-- Start Document text --

The Committee Note is always a good starting point. It emphasizes that "[t]he court of appeals is given unfettered discretion whether to permit the [interlocutory] appeal, akin to the discretion exercised by the Supreme Court in acting on a petition for certiorari." Comm. Note, Fed. R. Civ. P. 23(f). The Note also sketches a rough outline of the types of cases courts of appeals should review: "Permission is most likely to be granted when the certification decision turns on a novel or unsettled question of law, or when, as a practical matter, the decision of certification is likely dispositive of the litigation."4 Id.; see also 5 Moore's Federal Practice S 23.61[9][b]. To provide further guidance on how to separate the wheat from the chaff, the Note instructs that

7

several concerns justify expansion of present opportunities to appeal. An order denying certification may confront the plaintiff with a situation in which the only sure path to appellate review is by proceeding to final judgment on the merits of an individual claim that, standing alone, is far smaller than the costs of litigation. An order granting certification, on the other hand, may force a defendant to settle rather than incur the costs of defending a class action and run the risk of potentially ruinous liability.

-- End Document text --
-- Start Supplied entries --

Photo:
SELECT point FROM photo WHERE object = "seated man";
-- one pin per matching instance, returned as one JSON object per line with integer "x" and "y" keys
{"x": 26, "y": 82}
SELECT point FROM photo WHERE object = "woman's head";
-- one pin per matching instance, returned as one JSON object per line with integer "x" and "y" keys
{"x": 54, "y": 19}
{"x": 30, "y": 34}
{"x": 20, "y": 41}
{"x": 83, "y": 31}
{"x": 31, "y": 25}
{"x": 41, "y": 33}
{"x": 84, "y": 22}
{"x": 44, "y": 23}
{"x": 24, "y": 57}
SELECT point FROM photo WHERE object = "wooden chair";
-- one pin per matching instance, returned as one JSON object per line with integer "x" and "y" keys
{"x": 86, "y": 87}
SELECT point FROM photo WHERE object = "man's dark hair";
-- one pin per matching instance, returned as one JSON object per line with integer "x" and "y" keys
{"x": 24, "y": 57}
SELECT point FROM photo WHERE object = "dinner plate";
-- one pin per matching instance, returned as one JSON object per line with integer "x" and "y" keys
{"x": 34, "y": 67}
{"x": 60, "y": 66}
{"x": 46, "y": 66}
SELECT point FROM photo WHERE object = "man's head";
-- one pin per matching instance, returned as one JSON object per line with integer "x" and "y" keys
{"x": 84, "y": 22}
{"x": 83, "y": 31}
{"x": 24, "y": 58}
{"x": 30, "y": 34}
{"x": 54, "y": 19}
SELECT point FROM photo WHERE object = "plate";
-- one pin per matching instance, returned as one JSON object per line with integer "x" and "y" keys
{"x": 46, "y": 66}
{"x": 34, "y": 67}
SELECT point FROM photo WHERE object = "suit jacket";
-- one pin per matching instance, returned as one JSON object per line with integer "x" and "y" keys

-- End Supplied entries --

Job
Quote the excerpt on Rule 23(f) appeals, starting at "several concerns justify" and ending at "potentially ruinous liability.".

The response
several concerns justify expansion of present opportunities to appeal. An order denying certification may confront the plaintiff with a situation in which the only sure path to appellate review is by proceeding to final judgment on the merits of an individual claim that, standing alone, is far smaller than the costs of litigation. An order granting certification, on the other hand, may force a defendant to settle rather than incur the costs of defending a class action and run the risk of potentially ruinous liability.